Your task => Pictures in the data below are not part of the copy; transcribe everything else exactly.

[Data excerpts Boundary: Start]

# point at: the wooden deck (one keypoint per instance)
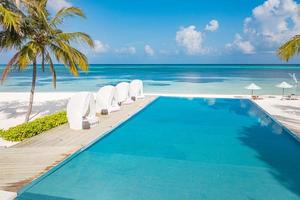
(27, 160)
(287, 112)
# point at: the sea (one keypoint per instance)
(168, 79)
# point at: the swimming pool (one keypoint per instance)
(179, 148)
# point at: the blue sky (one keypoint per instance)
(190, 31)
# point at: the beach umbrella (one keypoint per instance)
(284, 85)
(253, 87)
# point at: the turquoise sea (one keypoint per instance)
(188, 79)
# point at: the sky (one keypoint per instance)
(183, 31)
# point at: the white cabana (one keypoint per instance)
(106, 100)
(136, 90)
(284, 85)
(81, 111)
(123, 93)
(253, 87)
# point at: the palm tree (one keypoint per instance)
(290, 48)
(36, 36)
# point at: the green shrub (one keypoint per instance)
(30, 129)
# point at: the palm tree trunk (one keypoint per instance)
(31, 92)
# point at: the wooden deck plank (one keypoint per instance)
(27, 160)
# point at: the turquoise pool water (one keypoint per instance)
(182, 149)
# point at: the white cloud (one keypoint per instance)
(190, 39)
(126, 50)
(56, 5)
(149, 50)
(274, 21)
(212, 26)
(245, 46)
(100, 47)
(271, 24)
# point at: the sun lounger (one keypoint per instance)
(81, 111)
(123, 93)
(106, 100)
(136, 89)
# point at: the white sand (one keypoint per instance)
(13, 107)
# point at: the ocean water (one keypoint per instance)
(183, 149)
(188, 79)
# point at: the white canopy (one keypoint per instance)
(284, 85)
(253, 86)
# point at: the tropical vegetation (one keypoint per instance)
(33, 128)
(290, 48)
(34, 35)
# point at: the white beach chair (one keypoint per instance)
(136, 89)
(123, 93)
(81, 111)
(106, 100)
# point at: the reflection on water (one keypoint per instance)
(188, 79)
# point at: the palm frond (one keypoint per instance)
(76, 36)
(289, 49)
(66, 12)
(9, 66)
(9, 19)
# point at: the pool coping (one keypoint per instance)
(294, 135)
(122, 122)
(76, 153)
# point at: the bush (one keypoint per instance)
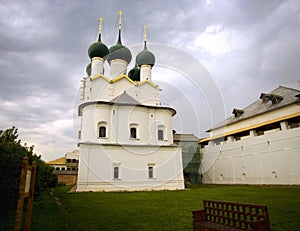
(12, 153)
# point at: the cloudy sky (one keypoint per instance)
(211, 56)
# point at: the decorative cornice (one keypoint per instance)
(98, 58)
(81, 106)
(251, 127)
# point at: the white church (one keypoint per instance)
(126, 138)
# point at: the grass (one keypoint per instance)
(156, 210)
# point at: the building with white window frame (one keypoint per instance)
(126, 139)
(259, 144)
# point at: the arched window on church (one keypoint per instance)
(161, 132)
(102, 129)
(116, 172)
(133, 128)
(150, 172)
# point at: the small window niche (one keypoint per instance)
(102, 129)
(116, 171)
(161, 133)
(133, 130)
(151, 170)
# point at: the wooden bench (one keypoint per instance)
(218, 215)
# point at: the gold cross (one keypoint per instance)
(120, 19)
(100, 24)
(145, 33)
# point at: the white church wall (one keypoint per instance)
(101, 90)
(96, 168)
(272, 158)
(148, 94)
(118, 120)
(122, 85)
(275, 114)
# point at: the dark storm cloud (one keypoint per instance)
(248, 46)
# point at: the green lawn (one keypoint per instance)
(161, 210)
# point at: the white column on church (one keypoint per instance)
(145, 72)
(117, 67)
(97, 66)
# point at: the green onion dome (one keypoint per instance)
(88, 69)
(134, 73)
(119, 51)
(145, 57)
(98, 49)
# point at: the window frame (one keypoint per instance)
(133, 135)
(102, 127)
(116, 171)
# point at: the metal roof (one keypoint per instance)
(280, 97)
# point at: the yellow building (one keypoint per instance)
(66, 167)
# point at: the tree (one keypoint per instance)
(11, 154)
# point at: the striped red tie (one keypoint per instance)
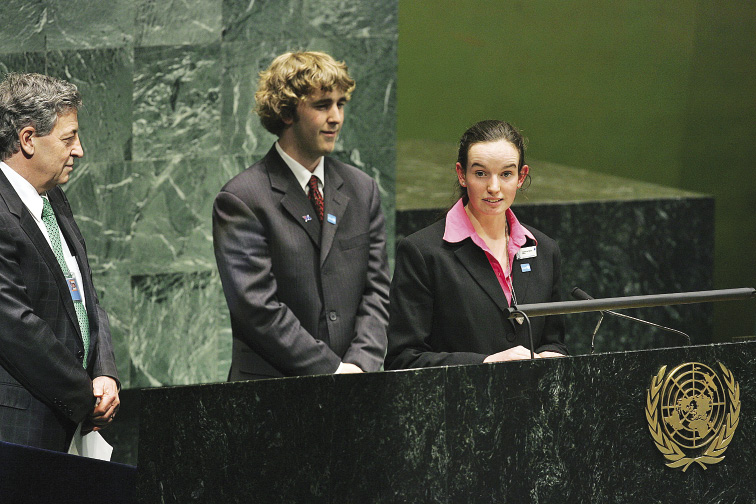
(315, 197)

[Data excerpts Boundary: End]

Exercise result =>
# point at: the wooden deck (one keypoint per instance)
(27, 160)
(287, 112)
# point at: the sea (one keypoint per instance)
(168, 79)
# point at: the swimming pool (one keypoint per instance)
(179, 148)
# point at: the blue sky (one keypoint per instance)
(190, 31)
# point at: the beach umbrella (one keypoint per instance)
(284, 85)
(253, 87)
# point at: the turquoise sea (one keypoint per instance)
(188, 79)
# point at: the sky (one keypoint per instance)
(183, 31)
# point at: the white cabana (one keypoint per instance)
(106, 100)
(136, 90)
(284, 85)
(81, 111)
(123, 93)
(253, 87)
# point at: the palm tree (one keypoint per instance)
(290, 48)
(36, 36)
# point at: the green shrub (one keypoint per instance)
(30, 129)
# point at: the palm tree trunk (one keypoint per instance)
(31, 92)
# point at: the wooden deck plank (one keypoint per instance)
(27, 160)
# point at: the turquoise pool water (one keypoint per instance)
(182, 149)
# point at: the white cloud (one keypoint per instance)
(190, 39)
(126, 50)
(56, 5)
(149, 50)
(274, 21)
(212, 26)
(245, 46)
(100, 47)
(271, 24)
# point at: the sun lounger (one keypoint per instance)
(81, 111)
(123, 93)
(106, 100)
(136, 89)
# point at: the white sand (one keypoint per instance)
(13, 107)
# point at: the ocean water (one keypoint per instance)
(183, 149)
(188, 79)
# point at: the white canopy (one keypoint per instance)
(284, 85)
(253, 86)
# point at: the tropical vegetation (one keypoint per instance)
(33, 128)
(290, 48)
(34, 35)
# point at: the white beach chair (one keypoint per instance)
(136, 89)
(123, 93)
(81, 111)
(106, 100)
# point at: the reflection on water (one keypoint per instance)
(188, 79)
# point at: the palm frond (one keypoint per instance)
(76, 36)
(289, 49)
(66, 12)
(9, 66)
(9, 19)
# point at: the pool coping (one keypoint per instance)
(294, 135)
(122, 122)
(76, 153)
# point at: the bush (one keypoint per instance)
(12, 153)
# point at: the cloudy sky (one keypoint per instance)
(211, 56)
# point at: the decorative cornice (one keypoint per instance)
(98, 58)
(81, 106)
(251, 127)
# point at: the white church (one keypoint per instance)
(126, 138)
# point at: the grass (one keypoint per instance)
(156, 210)
# point at: the building with white window frame (one keypoint per instance)
(126, 139)
(259, 144)
# point at: the arched window on church (one keypoint per instance)
(161, 132)
(102, 129)
(116, 172)
(133, 128)
(150, 172)
# point at: the small window niche (one keypoint per instance)
(102, 129)
(116, 171)
(161, 133)
(133, 130)
(151, 170)
# point at: the wooden bench (one keypoint per instance)
(218, 215)
# point at: the gold cross (one keypoint per instance)
(120, 19)
(100, 24)
(145, 33)
# point at: the white church wall (one keypoint per instance)
(101, 90)
(96, 168)
(272, 158)
(148, 94)
(118, 120)
(122, 85)
(275, 114)
# point at: the dark storm cloud (one keypoint per instance)
(248, 46)
# point at: the green lawn (one keypoint per instance)
(161, 210)
# point at: the white column on church (one keypoint per instance)
(145, 72)
(117, 67)
(97, 66)
# point at: the green onion dome (one keypoint per instance)
(88, 69)
(134, 73)
(119, 51)
(145, 57)
(98, 49)
# point at: the window frame (one keypoint per instance)
(133, 135)
(102, 127)
(116, 171)
# point at: the metal roof (one keypoint per instance)
(280, 97)
# point at: the yellow building (one keypoint per instance)
(66, 167)
# point at: the tree (one keypoint per instance)
(11, 154)
# point at: the striped red tie (one keypoint per instance)
(315, 197)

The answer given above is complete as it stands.